-------- Excerpted passage --------

Separation membranes:

Wearable artificial kidneys increase the comfort of dialysis patients but require highly sophisticated separation membranes. The modelling of membranes accelerates their development to achieve the necessary separation/removal performance and the flux through the membrane. A 3D computer simulation model of a membrane with an attached cell monolayer of immortalized living proximal tubule epithelial cells (ciPTEC) was built using the Comsol Multiphysics software. The stochastic porous topology of a mixed matrix membrane was generated by an algorithm. Property calculations taking account of the toxin transport through MMMs and the adsorption of the toxin on the embedded sorbent were performed. Two strategies were adopted to produce dialysis membranes: (i) chitosan-based adsorbents incorporated as particles in MMM and (ii) positively charged nanofiltration membranes. To remove endotoxins a further concept consisting of MMM composed of activated carbons dispersed in a polymeric matrix was developed. Furthermore PVDF hydrophilic and hydrophobic membranes using non-solvent induced phase separation were developed and a hydrophilic PES membrane, produced by vapor induced phase inversion, was optimized.

Phase separated polymers:

A model to simulate the formation of phase separated polymers was developed using quantum chemistry, molecular dynamics and mesoscopic simulation. The viscosity, density and the measured IR spectra of the precursor alkyl-diiscocyanurate trimers (ADI) could be predicted with a good accuracy. Mono- and diisocyanate trimers with 4-7 carbon atoms in the isocyanate structures were synthesized as precursors of phase separated polyurethanes. Viscosity studies of various monomer HDI-trimers and derivatives were carried out and the findings explained based on simulations. The processing and analysis of HDI-trimer based network structures was initiated.
17 exploitable results were defined for TheLink and exploitation strategies were developed by the ESRs. Dissemination took the form of scientific publications (13 by October 2018; 7 more which are accepted or under review). Furthermore, 24 contributions were made to conferences (oral presentations and posters).
In simulation, new models for different types of composites were developed, partly by combining simulation techniques over various length scales or by using 3D models of the microscopic structure of materials derived from measurements of the real material structure.

For newly synthesized chemical species useful as precursors to produce phase separated polymers, the density, the optical behavior and viscosity could be predicted with a high accuracy.
Models to predict the removal of specific species from blood by porous membranes and mixed matrix membranes were developed and tested by initial calculations.
In the area of characterization, measurement techniques were improved in view of their accuracy (OCT) or successfully applied to various material combinations (SEM and polarized Raman spectroscopy). Measurement setups were built for EMI shielding and dielectric properties.

In the area of processing, several setups for the spatial orientation of nanostructures in the composites were built and successfully tested for low viscous matrix systems. New insights were gained on the influence of processing parameters and the oxidation state of graphenes on the mechanical, thermal and electrical properties of their thermoplastic and thermoset composites.

--------

What the exercise asks: From the passage on separation membranes and phase separated polymers, list the methods used to develop the model for simulating the formation of phase separated polymers.

-------- Records --------

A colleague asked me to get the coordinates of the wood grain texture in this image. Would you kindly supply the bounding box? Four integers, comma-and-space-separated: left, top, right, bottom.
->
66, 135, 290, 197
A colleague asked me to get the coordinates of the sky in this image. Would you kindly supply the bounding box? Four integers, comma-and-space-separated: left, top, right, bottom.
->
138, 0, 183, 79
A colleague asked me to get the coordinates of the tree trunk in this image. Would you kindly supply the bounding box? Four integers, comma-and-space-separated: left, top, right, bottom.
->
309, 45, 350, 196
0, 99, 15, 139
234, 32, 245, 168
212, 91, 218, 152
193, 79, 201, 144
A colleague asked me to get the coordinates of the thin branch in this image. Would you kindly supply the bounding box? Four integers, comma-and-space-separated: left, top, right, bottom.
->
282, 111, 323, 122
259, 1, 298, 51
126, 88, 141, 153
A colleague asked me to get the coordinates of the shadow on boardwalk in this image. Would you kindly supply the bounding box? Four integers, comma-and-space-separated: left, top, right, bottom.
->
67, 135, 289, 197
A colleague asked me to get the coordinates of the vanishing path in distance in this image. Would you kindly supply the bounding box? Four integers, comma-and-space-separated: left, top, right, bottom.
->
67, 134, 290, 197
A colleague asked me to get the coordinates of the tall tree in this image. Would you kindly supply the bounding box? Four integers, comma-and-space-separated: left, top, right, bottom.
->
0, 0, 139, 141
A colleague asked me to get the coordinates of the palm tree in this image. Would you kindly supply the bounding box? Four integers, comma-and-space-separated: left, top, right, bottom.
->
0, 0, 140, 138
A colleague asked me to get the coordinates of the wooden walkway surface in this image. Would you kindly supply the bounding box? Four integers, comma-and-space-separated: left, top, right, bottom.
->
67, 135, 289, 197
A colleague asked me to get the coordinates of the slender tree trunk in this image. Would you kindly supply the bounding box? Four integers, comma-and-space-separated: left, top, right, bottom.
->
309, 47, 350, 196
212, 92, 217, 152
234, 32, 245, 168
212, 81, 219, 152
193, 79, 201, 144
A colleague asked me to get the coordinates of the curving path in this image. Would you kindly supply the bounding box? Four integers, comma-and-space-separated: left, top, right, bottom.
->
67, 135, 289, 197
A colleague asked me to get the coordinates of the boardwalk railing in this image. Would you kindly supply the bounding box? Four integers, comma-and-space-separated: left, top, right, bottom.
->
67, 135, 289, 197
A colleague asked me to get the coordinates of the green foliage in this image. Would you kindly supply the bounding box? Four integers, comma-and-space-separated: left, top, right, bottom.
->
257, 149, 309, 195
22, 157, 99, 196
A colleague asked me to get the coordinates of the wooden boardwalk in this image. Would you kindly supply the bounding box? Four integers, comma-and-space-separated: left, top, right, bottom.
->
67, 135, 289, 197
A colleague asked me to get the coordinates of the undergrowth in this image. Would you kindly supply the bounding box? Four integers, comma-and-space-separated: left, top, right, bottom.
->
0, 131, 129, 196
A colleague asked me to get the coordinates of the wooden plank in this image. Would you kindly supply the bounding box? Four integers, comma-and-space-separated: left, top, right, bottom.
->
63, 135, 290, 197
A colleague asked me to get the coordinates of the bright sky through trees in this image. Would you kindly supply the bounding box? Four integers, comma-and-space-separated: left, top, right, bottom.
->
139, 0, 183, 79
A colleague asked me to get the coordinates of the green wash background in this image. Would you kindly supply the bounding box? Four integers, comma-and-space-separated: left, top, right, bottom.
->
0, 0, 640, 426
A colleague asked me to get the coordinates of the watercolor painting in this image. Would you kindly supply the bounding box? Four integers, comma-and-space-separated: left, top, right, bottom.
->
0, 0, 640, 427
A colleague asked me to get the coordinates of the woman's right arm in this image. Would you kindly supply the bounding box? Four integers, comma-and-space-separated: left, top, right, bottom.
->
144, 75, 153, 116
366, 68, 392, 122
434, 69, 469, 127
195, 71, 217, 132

--------

Answer to the problem: Quantum chemistry, molecular dynamics, mesoscopic simulation